Working data:
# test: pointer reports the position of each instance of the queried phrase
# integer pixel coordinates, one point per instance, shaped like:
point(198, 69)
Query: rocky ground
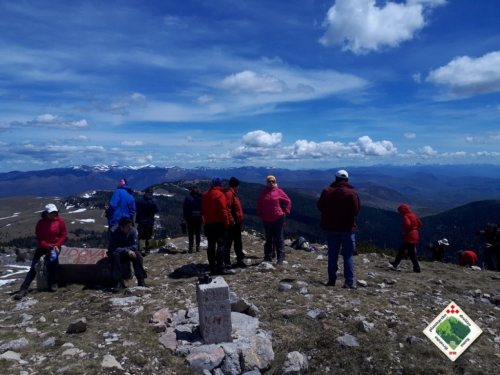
point(290, 317)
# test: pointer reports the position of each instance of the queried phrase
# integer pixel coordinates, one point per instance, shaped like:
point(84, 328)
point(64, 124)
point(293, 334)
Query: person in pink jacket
point(50, 233)
point(273, 206)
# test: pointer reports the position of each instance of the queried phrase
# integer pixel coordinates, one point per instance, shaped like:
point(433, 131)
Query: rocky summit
point(285, 320)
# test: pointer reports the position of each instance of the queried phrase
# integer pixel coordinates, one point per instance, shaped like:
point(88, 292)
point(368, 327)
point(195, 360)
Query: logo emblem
point(452, 331)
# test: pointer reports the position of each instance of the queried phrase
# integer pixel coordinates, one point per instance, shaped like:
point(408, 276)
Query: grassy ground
point(398, 311)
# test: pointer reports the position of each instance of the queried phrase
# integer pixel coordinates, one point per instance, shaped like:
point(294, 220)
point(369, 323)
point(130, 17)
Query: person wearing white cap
point(50, 233)
point(339, 205)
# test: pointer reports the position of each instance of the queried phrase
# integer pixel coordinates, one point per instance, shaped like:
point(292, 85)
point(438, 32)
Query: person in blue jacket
point(122, 204)
point(147, 207)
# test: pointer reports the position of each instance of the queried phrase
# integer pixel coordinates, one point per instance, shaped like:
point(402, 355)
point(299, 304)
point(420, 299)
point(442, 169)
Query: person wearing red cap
point(50, 233)
point(411, 224)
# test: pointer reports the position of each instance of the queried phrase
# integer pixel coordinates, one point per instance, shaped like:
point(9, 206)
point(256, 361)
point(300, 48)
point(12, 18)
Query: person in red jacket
point(235, 220)
point(411, 224)
point(467, 258)
point(339, 205)
point(215, 212)
point(273, 206)
point(50, 233)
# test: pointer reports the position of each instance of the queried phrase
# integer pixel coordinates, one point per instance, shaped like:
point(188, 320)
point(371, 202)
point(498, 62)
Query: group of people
point(219, 209)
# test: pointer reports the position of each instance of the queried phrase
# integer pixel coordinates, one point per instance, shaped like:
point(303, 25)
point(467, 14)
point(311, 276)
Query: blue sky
point(291, 84)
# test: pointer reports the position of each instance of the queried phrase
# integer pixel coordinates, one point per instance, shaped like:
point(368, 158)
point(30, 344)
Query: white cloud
point(260, 138)
point(361, 26)
point(119, 106)
point(468, 76)
point(81, 138)
point(205, 99)
point(54, 122)
point(410, 135)
point(253, 82)
point(427, 151)
point(132, 143)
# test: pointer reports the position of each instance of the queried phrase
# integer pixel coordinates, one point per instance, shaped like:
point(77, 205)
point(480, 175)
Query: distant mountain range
point(430, 189)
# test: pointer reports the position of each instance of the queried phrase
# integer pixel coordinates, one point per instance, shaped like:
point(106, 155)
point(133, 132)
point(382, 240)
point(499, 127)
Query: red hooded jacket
point(411, 223)
point(50, 232)
point(214, 206)
point(234, 205)
point(339, 205)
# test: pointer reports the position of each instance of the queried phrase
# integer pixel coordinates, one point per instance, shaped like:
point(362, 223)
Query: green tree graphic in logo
point(452, 331)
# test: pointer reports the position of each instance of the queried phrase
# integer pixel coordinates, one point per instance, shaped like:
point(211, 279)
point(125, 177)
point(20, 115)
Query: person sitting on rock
point(467, 258)
point(124, 244)
point(492, 248)
point(50, 233)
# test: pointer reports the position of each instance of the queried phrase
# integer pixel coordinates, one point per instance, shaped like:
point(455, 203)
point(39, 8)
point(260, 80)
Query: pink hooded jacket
point(272, 204)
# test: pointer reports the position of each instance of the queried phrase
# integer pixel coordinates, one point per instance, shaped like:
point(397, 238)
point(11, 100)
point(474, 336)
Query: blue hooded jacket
point(122, 204)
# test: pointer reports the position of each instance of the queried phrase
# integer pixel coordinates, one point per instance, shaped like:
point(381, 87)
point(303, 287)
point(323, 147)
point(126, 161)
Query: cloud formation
point(54, 122)
point(361, 26)
point(253, 82)
point(468, 76)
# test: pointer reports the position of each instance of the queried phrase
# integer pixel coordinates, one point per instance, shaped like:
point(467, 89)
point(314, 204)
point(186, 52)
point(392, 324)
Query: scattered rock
point(295, 364)
point(362, 283)
point(109, 361)
point(14, 344)
point(364, 326)
point(316, 314)
point(347, 340)
point(77, 326)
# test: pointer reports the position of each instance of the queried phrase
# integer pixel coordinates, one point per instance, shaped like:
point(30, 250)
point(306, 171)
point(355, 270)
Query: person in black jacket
point(192, 216)
point(492, 249)
point(147, 207)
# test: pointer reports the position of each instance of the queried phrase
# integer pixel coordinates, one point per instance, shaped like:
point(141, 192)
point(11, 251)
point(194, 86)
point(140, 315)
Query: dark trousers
point(115, 257)
point(489, 253)
point(410, 249)
point(216, 239)
point(194, 230)
point(234, 235)
point(274, 235)
point(52, 269)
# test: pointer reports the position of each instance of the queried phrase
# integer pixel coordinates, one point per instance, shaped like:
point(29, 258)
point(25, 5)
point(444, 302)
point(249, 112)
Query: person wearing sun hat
point(50, 233)
point(339, 204)
point(273, 206)
point(122, 204)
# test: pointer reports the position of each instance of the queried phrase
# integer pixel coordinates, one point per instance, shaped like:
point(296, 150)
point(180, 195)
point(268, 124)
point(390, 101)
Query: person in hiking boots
point(339, 205)
point(273, 206)
point(50, 234)
point(192, 216)
point(492, 248)
point(124, 244)
point(147, 206)
point(411, 224)
point(235, 221)
point(122, 204)
point(467, 258)
point(215, 212)
point(437, 249)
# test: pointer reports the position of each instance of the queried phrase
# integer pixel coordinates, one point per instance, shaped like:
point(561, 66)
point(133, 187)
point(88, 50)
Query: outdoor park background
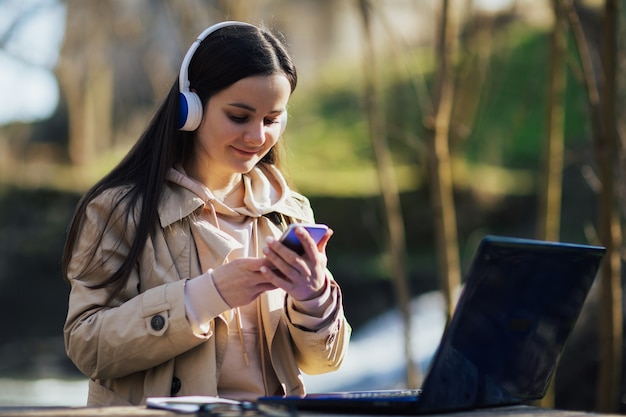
point(81, 79)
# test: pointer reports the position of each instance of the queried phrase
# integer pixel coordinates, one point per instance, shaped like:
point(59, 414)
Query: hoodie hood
point(265, 191)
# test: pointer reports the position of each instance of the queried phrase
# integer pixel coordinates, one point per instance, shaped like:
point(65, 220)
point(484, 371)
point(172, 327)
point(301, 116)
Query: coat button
point(176, 385)
point(157, 322)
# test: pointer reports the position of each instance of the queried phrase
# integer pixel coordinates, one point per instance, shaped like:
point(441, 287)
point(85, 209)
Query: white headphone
point(190, 107)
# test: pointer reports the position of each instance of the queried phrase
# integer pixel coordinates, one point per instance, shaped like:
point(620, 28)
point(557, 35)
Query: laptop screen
point(520, 302)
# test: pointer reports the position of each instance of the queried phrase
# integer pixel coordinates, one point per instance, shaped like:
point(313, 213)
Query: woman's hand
point(303, 277)
point(240, 281)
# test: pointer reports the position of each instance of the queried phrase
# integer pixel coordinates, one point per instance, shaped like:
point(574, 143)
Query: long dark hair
point(223, 58)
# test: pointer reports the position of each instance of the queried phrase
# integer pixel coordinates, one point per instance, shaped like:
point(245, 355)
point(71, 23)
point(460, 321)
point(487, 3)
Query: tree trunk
point(439, 164)
point(550, 197)
point(603, 122)
point(389, 190)
point(85, 74)
point(611, 314)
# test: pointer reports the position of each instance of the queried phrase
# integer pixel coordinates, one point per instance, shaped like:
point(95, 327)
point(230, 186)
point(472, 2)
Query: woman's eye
point(269, 122)
point(238, 119)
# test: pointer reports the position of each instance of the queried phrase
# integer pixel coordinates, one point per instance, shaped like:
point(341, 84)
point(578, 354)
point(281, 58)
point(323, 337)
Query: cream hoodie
point(241, 375)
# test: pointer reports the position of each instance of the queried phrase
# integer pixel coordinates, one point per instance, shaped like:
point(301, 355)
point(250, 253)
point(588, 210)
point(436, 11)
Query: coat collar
point(179, 201)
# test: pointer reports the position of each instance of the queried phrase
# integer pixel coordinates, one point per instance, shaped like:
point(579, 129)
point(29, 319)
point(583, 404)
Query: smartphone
point(289, 238)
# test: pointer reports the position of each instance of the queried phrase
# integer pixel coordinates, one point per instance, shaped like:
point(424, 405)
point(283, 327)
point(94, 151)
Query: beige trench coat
point(142, 345)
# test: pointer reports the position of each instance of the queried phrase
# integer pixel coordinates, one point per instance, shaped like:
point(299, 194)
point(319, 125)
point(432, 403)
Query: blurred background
point(418, 127)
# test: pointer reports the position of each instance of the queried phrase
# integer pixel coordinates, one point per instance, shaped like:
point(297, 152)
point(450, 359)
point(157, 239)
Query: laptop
point(518, 306)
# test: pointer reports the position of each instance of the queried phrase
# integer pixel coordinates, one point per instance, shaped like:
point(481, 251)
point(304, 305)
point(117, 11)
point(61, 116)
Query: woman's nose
point(255, 134)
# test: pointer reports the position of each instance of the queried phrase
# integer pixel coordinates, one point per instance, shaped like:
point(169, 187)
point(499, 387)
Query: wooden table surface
point(142, 411)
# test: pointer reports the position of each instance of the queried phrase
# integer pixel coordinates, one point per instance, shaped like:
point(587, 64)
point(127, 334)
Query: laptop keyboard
point(376, 394)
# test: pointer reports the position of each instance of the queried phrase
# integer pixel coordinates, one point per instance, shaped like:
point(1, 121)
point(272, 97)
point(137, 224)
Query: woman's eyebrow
point(252, 109)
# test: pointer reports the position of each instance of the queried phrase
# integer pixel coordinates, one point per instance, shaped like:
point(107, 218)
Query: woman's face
point(240, 125)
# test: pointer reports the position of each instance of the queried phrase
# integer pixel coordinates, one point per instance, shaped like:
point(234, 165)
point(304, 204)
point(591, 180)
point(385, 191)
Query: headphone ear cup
point(189, 111)
point(283, 122)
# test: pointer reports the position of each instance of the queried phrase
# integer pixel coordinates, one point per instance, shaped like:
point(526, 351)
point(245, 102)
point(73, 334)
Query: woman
point(179, 285)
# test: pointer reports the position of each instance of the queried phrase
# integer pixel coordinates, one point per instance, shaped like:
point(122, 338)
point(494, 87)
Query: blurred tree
point(549, 216)
point(86, 76)
point(438, 158)
point(389, 189)
point(601, 100)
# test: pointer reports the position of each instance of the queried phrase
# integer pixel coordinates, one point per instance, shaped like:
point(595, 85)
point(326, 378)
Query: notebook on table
point(518, 306)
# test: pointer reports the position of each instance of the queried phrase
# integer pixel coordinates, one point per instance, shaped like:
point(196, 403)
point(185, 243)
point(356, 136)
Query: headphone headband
point(190, 105)
point(183, 77)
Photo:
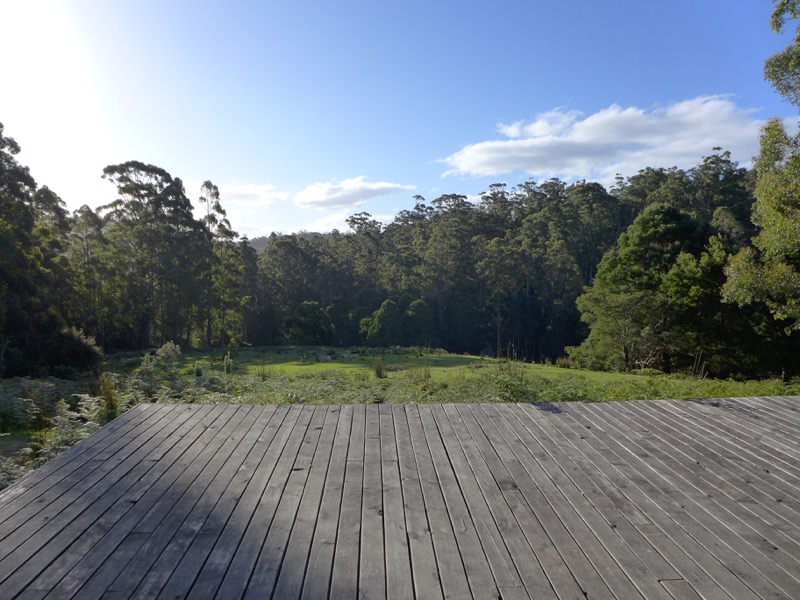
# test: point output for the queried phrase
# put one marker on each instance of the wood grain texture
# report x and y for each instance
(642, 499)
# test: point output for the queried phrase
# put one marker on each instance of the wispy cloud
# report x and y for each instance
(566, 144)
(248, 197)
(348, 193)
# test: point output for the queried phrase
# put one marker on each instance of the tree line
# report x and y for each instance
(626, 278)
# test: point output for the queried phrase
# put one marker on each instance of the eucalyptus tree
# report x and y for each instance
(163, 251)
(769, 272)
(627, 306)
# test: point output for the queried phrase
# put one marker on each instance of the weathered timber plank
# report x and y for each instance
(424, 569)
(188, 516)
(761, 527)
(44, 476)
(664, 533)
(320, 561)
(271, 560)
(42, 500)
(179, 489)
(449, 563)
(623, 569)
(344, 574)
(399, 579)
(240, 468)
(40, 550)
(372, 562)
(609, 501)
(706, 503)
(230, 538)
(475, 560)
(111, 538)
(710, 423)
(293, 569)
(502, 494)
(244, 560)
(506, 577)
(698, 543)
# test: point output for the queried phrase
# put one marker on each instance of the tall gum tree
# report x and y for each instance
(769, 272)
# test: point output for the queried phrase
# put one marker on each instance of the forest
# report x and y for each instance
(658, 273)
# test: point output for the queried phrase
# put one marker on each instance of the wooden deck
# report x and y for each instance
(646, 499)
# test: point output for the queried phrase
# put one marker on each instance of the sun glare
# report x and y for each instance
(54, 108)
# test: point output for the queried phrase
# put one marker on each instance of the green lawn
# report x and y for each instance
(326, 375)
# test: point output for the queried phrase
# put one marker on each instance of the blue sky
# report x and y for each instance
(305, 112)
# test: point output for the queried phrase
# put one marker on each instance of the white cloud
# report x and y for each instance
(249, 197)
(348, 193)
(617, 139)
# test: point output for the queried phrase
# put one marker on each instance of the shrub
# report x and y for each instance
(378, 368)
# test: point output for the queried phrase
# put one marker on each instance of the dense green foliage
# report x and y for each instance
(523, 273)
(769, 273)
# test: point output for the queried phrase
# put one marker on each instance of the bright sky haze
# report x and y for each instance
(306, 112)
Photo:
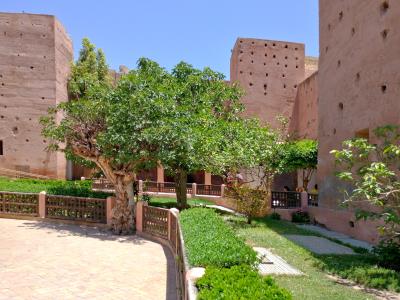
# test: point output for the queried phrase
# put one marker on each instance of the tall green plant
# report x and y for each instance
(373, 172)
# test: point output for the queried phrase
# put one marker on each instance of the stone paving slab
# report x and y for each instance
(337, 235)
(319, 245)
(273, 264)
(40, 260)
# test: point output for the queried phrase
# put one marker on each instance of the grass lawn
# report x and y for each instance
(79, 188)
(315, 284)
(171, 202)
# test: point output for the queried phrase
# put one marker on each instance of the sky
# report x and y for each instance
(200, 32)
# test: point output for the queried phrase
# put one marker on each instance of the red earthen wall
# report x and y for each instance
(35, 54)
(358, 83)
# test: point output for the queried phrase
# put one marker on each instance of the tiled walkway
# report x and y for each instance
(41, 260)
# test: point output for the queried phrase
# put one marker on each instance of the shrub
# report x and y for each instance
(275, 216)
(238, 282)
(300, 217)
(388, 254)
(210, 242)
(249, 201)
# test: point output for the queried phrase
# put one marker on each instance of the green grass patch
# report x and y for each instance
(171, 202)
(210, 242)
(237, 283)
(361, 269)
(78, 188)
(315, 284)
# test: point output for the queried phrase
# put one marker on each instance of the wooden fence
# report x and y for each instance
(76, 208)
(19, 203)
(285, 199)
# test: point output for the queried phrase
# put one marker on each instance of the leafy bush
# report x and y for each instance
(275, 216)
(210, 242)
(249, 201)
(79, 188)
(300, 217)
(361, 269)
(388, 254)
(238, 282)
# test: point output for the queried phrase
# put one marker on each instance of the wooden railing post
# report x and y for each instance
(194, 189)
(109, 206)
(140, 187)
(42, 204)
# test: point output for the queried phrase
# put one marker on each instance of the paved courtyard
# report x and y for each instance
(40, 260)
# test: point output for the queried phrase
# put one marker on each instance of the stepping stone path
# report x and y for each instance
(273, 264)
(338, 236)
(319, 245)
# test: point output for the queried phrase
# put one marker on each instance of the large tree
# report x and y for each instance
(195, 136)
(372, 169)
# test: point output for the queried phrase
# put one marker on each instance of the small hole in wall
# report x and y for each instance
(385, 33)
(384, 6)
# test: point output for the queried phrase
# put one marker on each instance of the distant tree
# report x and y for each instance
(110, 126)
(373, 173)
(301, 155)
(198, 132)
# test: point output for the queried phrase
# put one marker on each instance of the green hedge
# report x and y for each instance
(238, 282)
(210, 242)
(78, 188)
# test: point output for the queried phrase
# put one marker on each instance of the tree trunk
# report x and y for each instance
(180, 187)
(123, 212)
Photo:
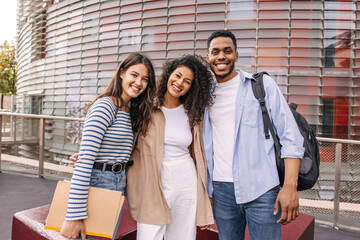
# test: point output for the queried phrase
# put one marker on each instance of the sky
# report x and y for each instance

Exercise requirements: In the records above, find each line holding "lawn" and copy it.

Completed exercise:
# put one marker on each instance of the green lawn
# put one marker on each instance of the grass lawn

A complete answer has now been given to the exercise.